Pour chacune des affirmations suivantes, indiquez par oui ou par non si elle est conforme au texte sur Tchernikhovski, en citant mot pour mot le passage qui tranche. 1. Tchernikhovsky est né dans un village de Crimée. 2. Ses parents vivaient dans la pauvreté. 3. Il composait déjà des poèmes en hébreu à l'âge de douze ans.

### Texte:

::::::

TCHERNIKHOVSKI
L'origine de la poésie hébraïque remonte à des temps immémoriaux. Sa période classique se situe entre les Xe et VIIe siècles avant l'ère chrétienne. Par le fait des continuelles persécutions infligées aux Juifs depuis la grande Dispersion, la poésie hébraïque fait entendre surtout des sons douloureux, nostalgiques, mais elle ne s'est jamais tue. Au fil des événements, elle passe de la Judée en Babylonie, puis elle traverse la Méditerranée et connaît, du Xe au XIIe siècle de notre ère, un âge d'or en Espagne. Au XVe siècle, elle refleurit dans son pays d'origine, prend un nouvel essor au XVIIIe siècle en Europe centrale et en Italie, pour s'épanouir un peu plus tard dans l'Empire russe d'où elle revient en Israël, bouclant ainsi son prodigieux périple. En Russie, la poésie hébraïque est dominée, à la fin du XIXe siècle et au début du XXe siècle, par Bialik et Tchernikhovsky.
Un "Athénien hébreu"
Alors que Haïm-Nahman Bialik, le chantre national tout imprégné
des traditions ancestrales, vivait au sein de la dense population juive de la
"Petite Russie" où l'on suivait strictement les prescriptions
religieuses (et cela dans un paupérisme endémique), Saül
Tchernikhovsky, lui, venait d'un tout autre milieu. Il est né à
Mikhaïlovsk, village de la Crimée méridionale dont le climat
rappelle à la fois la Grèce et la Judée. Ses parents, relativement
aisés, étaient les descendants des colons juifs installés
dans la luxuriante campagne de la presqu'île depuis de nombreux siècles.
Sans oublier leur origine, ils vivaient en bonne intelligence avec leurs voisins,
les Tatares. Aussi le jeune et impétueux Saül se gorgeait-il de
soleil et de la beauté du site. Deux savants lituaniens, qui s'étaient
installés dans cette attrayante région, lui donnèrent le
goût de l'hébreu. À douze ans, il écrivait déjà
des poèmes dans la langue des prophètes. Trois ans plus tard,
on l'envoya étudier à Odessa où s'était constitué
un centre hébraïque qui accueillit le nouveau venu.
C'est là qu'il est saisi par le démon de la poésie. Tchernikhovsky
chante, en hébreu, des thèmes qui, par leur licence, ne sont guère
familiers à la langue sacrée. Il se montre fort peu soucieux des
doctrines officielles du judaïsme.

::::::

### Données:
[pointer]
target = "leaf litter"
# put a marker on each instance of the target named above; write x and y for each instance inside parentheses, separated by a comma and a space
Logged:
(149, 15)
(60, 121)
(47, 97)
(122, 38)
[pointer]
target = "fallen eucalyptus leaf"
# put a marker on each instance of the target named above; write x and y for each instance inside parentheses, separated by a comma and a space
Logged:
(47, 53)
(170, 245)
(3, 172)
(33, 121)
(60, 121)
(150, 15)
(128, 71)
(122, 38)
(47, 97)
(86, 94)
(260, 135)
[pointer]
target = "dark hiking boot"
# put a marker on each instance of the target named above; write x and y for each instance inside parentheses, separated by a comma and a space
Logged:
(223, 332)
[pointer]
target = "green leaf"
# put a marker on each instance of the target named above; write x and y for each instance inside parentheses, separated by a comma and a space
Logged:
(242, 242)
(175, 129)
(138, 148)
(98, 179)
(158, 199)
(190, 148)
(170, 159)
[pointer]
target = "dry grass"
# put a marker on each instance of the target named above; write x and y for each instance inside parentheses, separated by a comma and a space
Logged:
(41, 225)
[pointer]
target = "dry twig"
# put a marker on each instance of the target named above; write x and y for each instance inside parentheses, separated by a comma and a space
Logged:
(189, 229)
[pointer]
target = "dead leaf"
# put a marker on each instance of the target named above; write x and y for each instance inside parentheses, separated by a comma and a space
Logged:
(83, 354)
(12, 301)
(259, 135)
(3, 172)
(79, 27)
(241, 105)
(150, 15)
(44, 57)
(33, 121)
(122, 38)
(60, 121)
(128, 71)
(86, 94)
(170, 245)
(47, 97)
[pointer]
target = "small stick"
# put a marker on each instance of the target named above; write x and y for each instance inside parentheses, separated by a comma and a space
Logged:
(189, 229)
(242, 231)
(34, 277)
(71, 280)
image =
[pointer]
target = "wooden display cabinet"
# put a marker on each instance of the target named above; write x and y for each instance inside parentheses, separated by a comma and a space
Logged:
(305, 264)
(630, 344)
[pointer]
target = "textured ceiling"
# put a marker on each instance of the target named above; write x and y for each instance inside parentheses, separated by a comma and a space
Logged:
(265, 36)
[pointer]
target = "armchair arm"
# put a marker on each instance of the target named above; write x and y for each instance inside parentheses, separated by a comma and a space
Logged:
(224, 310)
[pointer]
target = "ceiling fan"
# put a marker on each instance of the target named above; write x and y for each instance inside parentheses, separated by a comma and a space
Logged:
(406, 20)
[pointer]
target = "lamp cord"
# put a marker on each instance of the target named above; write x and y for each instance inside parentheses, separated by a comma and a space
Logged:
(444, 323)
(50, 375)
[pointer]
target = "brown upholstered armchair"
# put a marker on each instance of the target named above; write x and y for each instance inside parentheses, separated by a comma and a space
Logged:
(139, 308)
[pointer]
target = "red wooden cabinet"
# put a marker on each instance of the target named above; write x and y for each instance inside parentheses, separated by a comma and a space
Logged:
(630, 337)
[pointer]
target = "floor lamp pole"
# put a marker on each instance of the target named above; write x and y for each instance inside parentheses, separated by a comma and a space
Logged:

::::::

### Réponse rédigée:
1. Oui : « Il est né à Mikhaïlovsk, village de la Crimée méridionale ».
2. Non : « Ses parents, relativement aisés ».
3. Oui : « À douze ans, il écrivait déjà des poèmes dans la langue des prophètes ».